> Available records
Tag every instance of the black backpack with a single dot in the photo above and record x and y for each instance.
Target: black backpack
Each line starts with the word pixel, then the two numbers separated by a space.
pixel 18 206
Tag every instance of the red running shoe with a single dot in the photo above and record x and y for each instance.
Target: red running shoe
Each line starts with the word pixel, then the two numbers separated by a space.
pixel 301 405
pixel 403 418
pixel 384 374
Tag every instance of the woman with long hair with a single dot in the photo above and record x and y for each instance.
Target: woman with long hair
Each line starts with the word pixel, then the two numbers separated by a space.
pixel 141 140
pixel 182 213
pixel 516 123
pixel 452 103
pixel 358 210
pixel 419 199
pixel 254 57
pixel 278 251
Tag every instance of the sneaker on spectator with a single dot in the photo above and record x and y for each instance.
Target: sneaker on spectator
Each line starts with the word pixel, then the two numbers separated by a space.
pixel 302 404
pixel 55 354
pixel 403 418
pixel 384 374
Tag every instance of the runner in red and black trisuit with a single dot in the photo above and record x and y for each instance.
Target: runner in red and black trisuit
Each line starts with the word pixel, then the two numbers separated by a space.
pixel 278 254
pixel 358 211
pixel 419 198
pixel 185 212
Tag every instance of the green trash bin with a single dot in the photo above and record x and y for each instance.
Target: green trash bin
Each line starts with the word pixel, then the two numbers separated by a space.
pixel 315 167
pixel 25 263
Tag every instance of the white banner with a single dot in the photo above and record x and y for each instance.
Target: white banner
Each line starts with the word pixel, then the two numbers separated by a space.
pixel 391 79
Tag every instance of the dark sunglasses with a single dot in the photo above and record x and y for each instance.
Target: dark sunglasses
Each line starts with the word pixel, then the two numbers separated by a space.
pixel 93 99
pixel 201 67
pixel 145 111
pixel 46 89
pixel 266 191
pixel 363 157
==
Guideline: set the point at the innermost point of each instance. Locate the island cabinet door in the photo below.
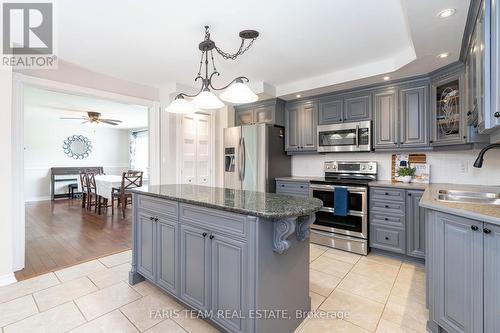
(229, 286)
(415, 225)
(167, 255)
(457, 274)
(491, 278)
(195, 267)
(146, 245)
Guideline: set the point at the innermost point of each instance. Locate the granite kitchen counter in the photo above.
* * *
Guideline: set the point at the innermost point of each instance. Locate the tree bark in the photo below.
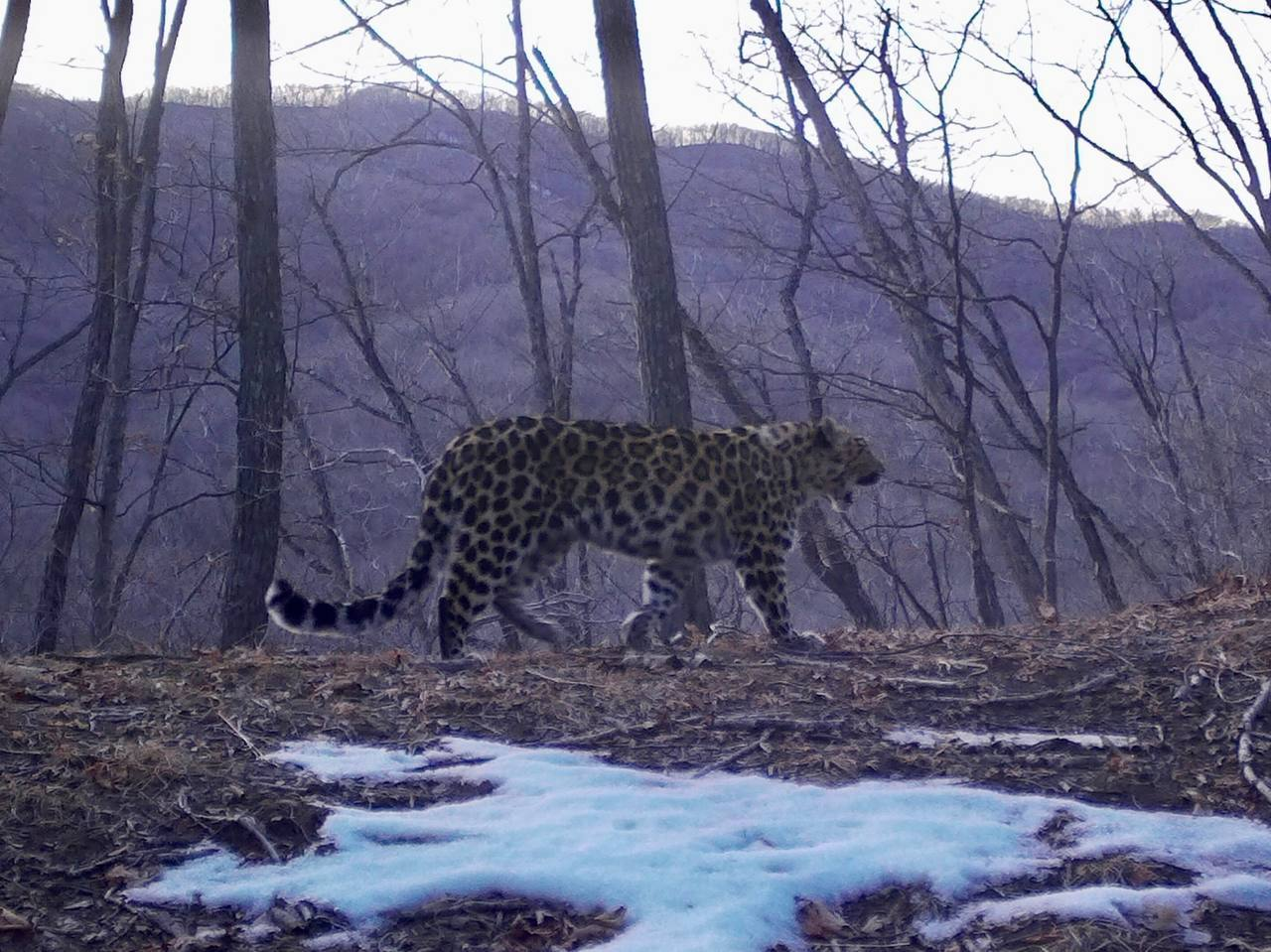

> What you are asked to do
Look through the entries above; copy every line holding the string "hair".

> Written solution
Tag every instance of the woman with long hair with a single dot in the photo above and record x and y for each instance.
Target: woman with long hair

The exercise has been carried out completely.